==== Extracted data

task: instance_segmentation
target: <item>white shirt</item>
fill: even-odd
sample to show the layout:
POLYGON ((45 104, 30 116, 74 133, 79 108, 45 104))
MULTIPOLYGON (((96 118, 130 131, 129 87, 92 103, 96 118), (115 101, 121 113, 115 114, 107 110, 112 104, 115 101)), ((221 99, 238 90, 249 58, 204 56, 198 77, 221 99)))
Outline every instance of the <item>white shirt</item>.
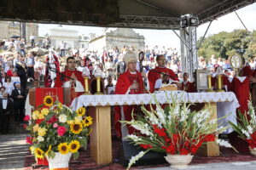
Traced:
POLYGON ((8 99, 3 99, 3 109, 6 109, 7 108, 7 102, 8 102, 8 99))

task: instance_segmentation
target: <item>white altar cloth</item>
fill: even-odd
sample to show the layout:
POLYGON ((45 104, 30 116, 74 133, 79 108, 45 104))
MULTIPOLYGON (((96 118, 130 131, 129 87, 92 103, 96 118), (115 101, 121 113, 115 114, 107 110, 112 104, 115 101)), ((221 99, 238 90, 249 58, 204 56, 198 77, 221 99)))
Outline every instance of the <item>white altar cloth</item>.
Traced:
MULTIPOLYGON (((223 119, 224 123, 228 121, 236 124, 236 109, 239 107, 238 100, 233 92, 218 93, 186 93, 181 91, 157 92, 155 98, 160 104, 167 103, 167 99, 172 101, 171 94, 177 95, 181 101, 187 103, 217 103, 218 118, 229 115, 223 119), (167 98, 168 97, 168 98, 167 98)), ((74 99, 71 104, 73 110, 81 106, 96 105, 131 105, 154 104, 152 94, 113 94, 113 95, 81 95, 74 99)), ((227 124, 226 124, 227 125, 227 124)), ((226 133, 232 132, 232 128, 227 129, 226 133)))

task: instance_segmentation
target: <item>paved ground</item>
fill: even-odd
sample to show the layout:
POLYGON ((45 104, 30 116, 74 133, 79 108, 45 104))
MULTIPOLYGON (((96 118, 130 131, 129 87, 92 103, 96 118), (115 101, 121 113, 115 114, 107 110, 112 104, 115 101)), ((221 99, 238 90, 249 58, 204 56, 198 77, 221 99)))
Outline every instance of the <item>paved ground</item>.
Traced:
MULTIPOLYGON (((147 168, 144 170, 172 170, 173 168, 166 167, 156 167, 147 168)), ((191 165, 187 170, 255 170, 256 162, 227 162, 227 163, 207 163, 207 164, 197 164, 191 165)))
POLYGON ((0 169, 23 169, 27 154, 26 133, 0 135, 0 169))

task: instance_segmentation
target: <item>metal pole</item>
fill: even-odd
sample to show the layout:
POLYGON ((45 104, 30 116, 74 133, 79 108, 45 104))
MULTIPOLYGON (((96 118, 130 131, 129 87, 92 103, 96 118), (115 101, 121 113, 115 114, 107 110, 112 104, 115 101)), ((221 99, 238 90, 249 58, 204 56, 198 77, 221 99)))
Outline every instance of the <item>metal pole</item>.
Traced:
POLYGON ((246 26, 243 24, 243 22, 242 22, 242 20, 241 20, 241 18, 239 17, 239 15, 237 14, 236 11, 235 11, 235 14, 236 14, 236 16, 238 17, 239 20, 241 22, 241 24, 242 24, 242 26, 245 27, 245 29, 246 29, 247 31, 248 31, 247 28, 246 27, 246 26))
POLYGON ((199 49, 199 48, 201 48, 201 45, 202 42, 204 41, 204 39, 205 39, 205 37, 206 37, 206 35, 207 35, 207 31, 208 31, 208 30, 209 30, 209 28, 210 28, 210 26, 211 26, 212 22, 212 20, 211 20, 211 22, 209 23, 208 27, 207 27, 207 31, 206 31, 206 32, 205 32, 205 34, 204 34, 202 39, 201 40, 199 45, 197 46, 196 49, 199 49))

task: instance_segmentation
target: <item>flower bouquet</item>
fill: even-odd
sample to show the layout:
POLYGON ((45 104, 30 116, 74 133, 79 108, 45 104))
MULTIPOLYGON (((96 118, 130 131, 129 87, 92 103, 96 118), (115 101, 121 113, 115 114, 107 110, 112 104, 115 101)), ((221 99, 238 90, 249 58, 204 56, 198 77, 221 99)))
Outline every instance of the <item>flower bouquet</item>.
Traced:
POLYGON ((187 159, 186 164, 189 163, 203 142, 214 142, 216 135, 226 129, 223 127, 218 128, 218 120, 212 118, 208 110, 193 111, 189 109, 190 105, 180 101, 177 96, 170 98, 167 94, 168 104, 164 107, 153 97, 156 109, 151 105, 150 110, 143 106, 143 116, 133 116, 131 122, 123 122, 139 132, 128 135, 126 139, 144 149, 144 151, 131 157, 128 169, 149 150, 166 153, 166 159, 172 164, 172 167, 185 168, 186 165, 174 163, 183 164, 185 162, 182 162, 187 159), (172 160, 175 162, 170 162, 172 160))
POLYGON ((251 154, 256 156, 256 116, 252 101, 248 102, 248 111, 247 114, 238 113, 237 125, 229 122, 238 137, 246 140, 249 144, 251 154))
POLYGON ((92 117, 85 116, 84 107, 73 111, 46 96, 44 104, 32 111, 32 118, 26 116, 25 120, 29 121, 26 129, 31 135, 26 141, 32 144, 31 151, 37 158, 46 156, 49 161, 59 155, 78 158, 79 149, 87 147, 92 117))

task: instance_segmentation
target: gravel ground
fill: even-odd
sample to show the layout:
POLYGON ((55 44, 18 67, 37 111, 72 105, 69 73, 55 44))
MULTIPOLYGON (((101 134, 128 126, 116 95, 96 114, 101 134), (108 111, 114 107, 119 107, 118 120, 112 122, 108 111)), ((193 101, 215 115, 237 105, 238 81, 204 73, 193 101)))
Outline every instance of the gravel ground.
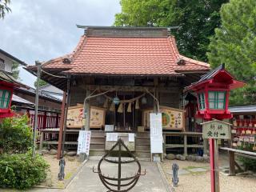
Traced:
POLYGON ((65 156, 66 166, 65 166, 65 178, 64 181, 58 180, 58 174, 59 172, 58 162, 56 158, 56 155, 45 154, 43 158, 50 164, 50 171, 46 181, 41 183, 41 186, 52 186, 52 187, 63 187, 66 182, 70 179, 72 175, 76 172, 78 167, 81 165, 81 162, 78 161, 78 158, 65 156))
MULTIPOLYGON (((179 175, 179 182, 175 192, 210 192, 210 164, 187 161, 165 160, 161 163, 166 177, 172 185, 170 174, 171 166, 177 162, 179 170, 189 170, 194 167, 202 167, 207 170, 201 173, 188 174, 179 175)), ((255 192, 256 191, 256 176, 227 176, 220 173, 220 190, 223 192, 255 192)))

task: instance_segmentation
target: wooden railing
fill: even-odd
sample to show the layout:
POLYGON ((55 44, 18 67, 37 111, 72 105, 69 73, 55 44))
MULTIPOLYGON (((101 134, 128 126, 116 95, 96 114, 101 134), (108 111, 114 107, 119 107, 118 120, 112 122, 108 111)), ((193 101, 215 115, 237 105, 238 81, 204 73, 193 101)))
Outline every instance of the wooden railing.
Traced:
MULTIPOLYGON (((19 107, 22 109, 22 107, 19 107)), ((26 108, 24 108, 26 109, 26 108)), ((29 118, 29 125, 33 129, 34 123, 34 110, 31 109, 27 109, 26 113, 16 112, 18 115, 26 114, 29 118)), ((59 128, 61 114, 58 112, 40 110, 38 115, 38 127, 37 127, 37 142, 39 141, 40 131, 46 129, 56 129, 59 128)), ((44 138, 46 140, 51 140, 56 138, 57 134, 49 134, 47 133, 44 134, 44 138)))
POLYGON ((202 138, 202 133, 197 132, 163 132, 163 139, 164 139, 164 153, 166 153, 166 149, 170 148, 183 148, 184 155, 187 155, 188 148, 203 148, 204 153, 207 150, 207 142, 206 140, 203 141, 203 145, 202 144, 187 144, 187 138, 188 137, 195 137, 195 138, 202 138), (175 136, 183 138, 183 143, 181 144, 174 144, 168 142, 167 137, 168 136, 175 136), (166 143, 167 142, 167 143, 166 143))

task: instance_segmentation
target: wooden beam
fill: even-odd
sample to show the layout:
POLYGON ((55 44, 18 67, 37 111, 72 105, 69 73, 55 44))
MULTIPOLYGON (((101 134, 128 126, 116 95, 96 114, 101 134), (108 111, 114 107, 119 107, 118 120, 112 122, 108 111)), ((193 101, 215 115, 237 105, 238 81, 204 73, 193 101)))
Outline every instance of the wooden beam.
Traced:
POLYGON ((78 86, 82 89, 94 90, 98 89, 100 90, 118 90, 118 91, 134 91, 134 92, 144 92, 147 89, 150 92, 155 90, 162 93, 177 93, 182 90, 182 87, 153 87, 153 86, 98 86, 98 85, 81 85, 78 86))

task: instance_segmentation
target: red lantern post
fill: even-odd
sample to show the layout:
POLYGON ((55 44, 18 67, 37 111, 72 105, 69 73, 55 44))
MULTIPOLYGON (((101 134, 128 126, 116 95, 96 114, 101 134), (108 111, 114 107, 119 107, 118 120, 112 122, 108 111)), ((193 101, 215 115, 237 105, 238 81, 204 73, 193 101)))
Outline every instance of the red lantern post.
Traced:
MULTIPOLYGON (((186 90, 197 93, 198 110, 197 118, 205 122, 213 118, 223 120, 232 118, 228 110, 230 91, 233 89, 242 87, 244 82, 237 81, 221 65, 216 69, 204 75, 198 82, 186 87, 186 90)), ((218 143, 217 138, 209 138, 211 192, 219 191, 218 165, 218 143)))

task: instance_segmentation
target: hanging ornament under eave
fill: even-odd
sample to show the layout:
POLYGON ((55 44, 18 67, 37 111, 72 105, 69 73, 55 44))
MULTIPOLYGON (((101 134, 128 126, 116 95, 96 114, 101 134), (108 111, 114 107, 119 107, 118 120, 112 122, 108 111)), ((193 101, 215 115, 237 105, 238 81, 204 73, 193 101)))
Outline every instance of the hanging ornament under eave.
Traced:
POLYGON ((120 103, 120 99, 118 98, 118 96, 115 96, 114 98, 113 98, 113 102, 115 104, 115 105, 118 105, 120 103))
POLYGON ((142 104, 145 105, 146 104, 146 102, 147 102, 146 98, 144 96, 143 98, 142 98, 142 104))
POLYGON ((104 108, 107 108, 108 103, 109 103, 109 99, 108 99, 108 98, 106 98, 106 99, 105 99, 105 102, 104 102, 104 105, 103 105, 103 107, 104 107, 104 108))
POLYGON ((131 102, 129 102, 129 104, 128 104, 127 112, 131 113, 131 102))
POLYGON ((115 110, 115 105, 114 102, 111 102, 110 107, 110 111, 114 112, 115 110))
POLYGON ((136 110, 139 110, 138 99, 137 99, 137 100, 136 100, 136 103, 135 103, 135 109, 136 109, 136 110))
POLYGON ((122 114, 122 112, 123 112, 123 106, 122 105, 124 105, 124 104, 123 103, 120 103, 118 110, 118 112, 120 113, 120 114, 122 114))

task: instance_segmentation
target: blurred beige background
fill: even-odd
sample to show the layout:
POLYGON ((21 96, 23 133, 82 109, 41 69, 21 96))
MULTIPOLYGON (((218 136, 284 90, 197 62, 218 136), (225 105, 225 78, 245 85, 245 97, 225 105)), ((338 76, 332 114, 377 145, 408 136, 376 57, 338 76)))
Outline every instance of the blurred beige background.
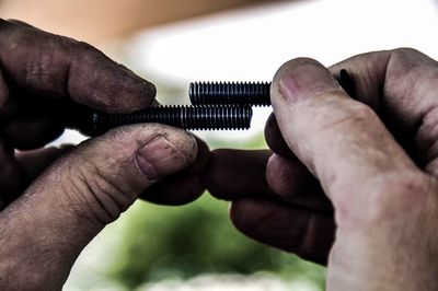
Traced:
POLYGON ((92 44, 140 28, 208 13, 275 2, 266 0, 0 0, 3 19, 20 19, 92 44))

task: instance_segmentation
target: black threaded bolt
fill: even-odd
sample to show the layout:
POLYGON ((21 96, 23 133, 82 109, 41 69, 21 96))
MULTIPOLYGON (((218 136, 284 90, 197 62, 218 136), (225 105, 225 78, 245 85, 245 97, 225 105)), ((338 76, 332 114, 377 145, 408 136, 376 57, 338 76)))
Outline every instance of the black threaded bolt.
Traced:
POLYGON ((195 82, 188 96, 193 105, 270 105, 270 82, 195 82))
POLYGON ((158 123, 183 129, 247 129, 252 115, 251 106, 160 106, 132 114, 93 112, 90 116, 92 128, 87 126, 83 131, 99 135, 117 126, 138 123, 158 123))
MULTIPOLYGON (((337 82, 354 97, 355 84, 345 69, 337 82)), ((270 105, 270 82, 194 82, 188 89, 193 105, 270 105)))

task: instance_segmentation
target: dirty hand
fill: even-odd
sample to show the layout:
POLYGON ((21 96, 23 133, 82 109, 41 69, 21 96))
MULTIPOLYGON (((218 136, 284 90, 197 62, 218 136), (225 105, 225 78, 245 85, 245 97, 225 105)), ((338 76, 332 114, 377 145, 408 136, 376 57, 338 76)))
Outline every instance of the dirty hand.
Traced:
POLYGON ((64 131, 47 107, 126 113, 149 106, 154 86, 90 45, 18 21, 0 20, 0 289, 60 290, 82 248, 138 196, 199 196, 208 150, 162 125, 42 148, 64 131))
POLYGON ((437 290, 437 61, 413 49, 330 69, 295 59, 270 95, 274 153, 220 150, 209 164, 206 186, 232 200, 237 228, 327 264, 327 290, 437 290))

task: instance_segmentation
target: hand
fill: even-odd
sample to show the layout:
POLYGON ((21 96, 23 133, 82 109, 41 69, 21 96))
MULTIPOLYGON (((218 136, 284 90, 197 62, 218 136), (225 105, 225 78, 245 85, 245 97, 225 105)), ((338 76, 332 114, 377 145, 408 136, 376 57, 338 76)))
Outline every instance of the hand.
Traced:
POLYGON ((327 290, 436 290, 437 84, 438 63, 412 49, 330 70, 289 61, 272 86, 274 154, 215 152, 210 173, 230 155, 239 166, 206 185, 232 200, 231 218, 249 236, 320 263, 328 256, 327 290), (333 78, 341 69, 357 101, 333 78))
POLYGON ((154 86, 90 45, 18 21, 0 20, 0 289, 59 290, 82 248, 138 196, 199 196, 208 149, 162 125, 41 149, 64 130, 48 107, 125 113, 149 106, 154 86))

========

Task statement: Rewrite the records, starting at the beginning and ending at the line that contains "POLYGON ((0 169, 23", with every "even-odd" changed to "nonzero" and nothing else altered. Leave the pictures out of your answer.

Expected answer:
task: instance_segmentation
target: <item>white shirt</item>
fill: nonzero
sample to show the layout:
POLYGON ((45 104, 30 116, 74 133, 79 108, 45 104))
MULTIPOLYGON (((96 118, 130 131, 129 87, 92 103, 96 118), (115 101, 121 113, 115 114, 107 110, 112 104, 115 101)), ((221 99, 238 90, 249 58, 204 56, 198 77, 221 99)))
Outline every instance of the <item>white shirt</item>.
Traced:
POLYGON ((8 99, 3 99, 3 109, 6 109, 7 108, 7 102, 8 102, 8 99))

task: instance_segmentation
target: <item>white altar cloth</item>
fill: nonzero
sample to show the layout:
POLYGON ((45 104, 30 116, 74 133, 79 108, 45 104))
MULTIPOLYGON (((96 118, 130 131, 129 87, 92 103, 96 118), (115 101, 121 113, 115 114, 107 110, 112 104, 115 101)), ((221 99, 238 90, 249 58, 204 56, 198 77, 221 99)))
Outline every instance of the <item>white altar cloth</item>.
Traced:
MULTIPOLYGON (((223 119, 224 123, 228 121, 236 124, 236 109, 239 107, 238 100, 233 92, 218 93, 186 93, 181 91, 157 92, 155 98, 160 104, 167 103, 167 99, 172 101, 171 94, 177 95, 181 101, 187 103, 217 103, 218 118, 229 115, 223 119), (167 98, 168 97, 168 98, 167 98)), ((74 99, 71 104, 73 110, 81 106, 96 105, 131 105, 154 104, 152 94, 113 94, 113 95, 81 95, 74 99)), ((227 124, 226 124, 227 125, 227 124)), ((226 133, 232 132, 232 128, 227 129, 226 133)))

task: instance_segmentation
target: <item>paved ground</item>
fill: nonzero
sample to show the layout:
POLYGON ((45 104, 30 116, 74 133, 79 108, 45 104))
MULTIPOLYGON (((96 118, 130 131, 129 87, 92 103, 96 118), (115 101, 121 113, 115 114, 107 110, 112 104, 115 101)), ((221 99, 238 90, 249 58, 204 56, 198 77, 221 99)))
Outline every instance of the <item>paved ground</item>.
Traced:
MULTIPOLYGON (((147 168, 144 170, 172 170, 173 168, 166 167, 156 167, 147 168)), ((191 165, 187 170, 255 170, 256 162, 227 162, 227 163, 207 163, 207 164, 197 164, 191 165)))
POLYGON ((0 169, 23 169, 27 154, 26 133, 0 135, 0 169))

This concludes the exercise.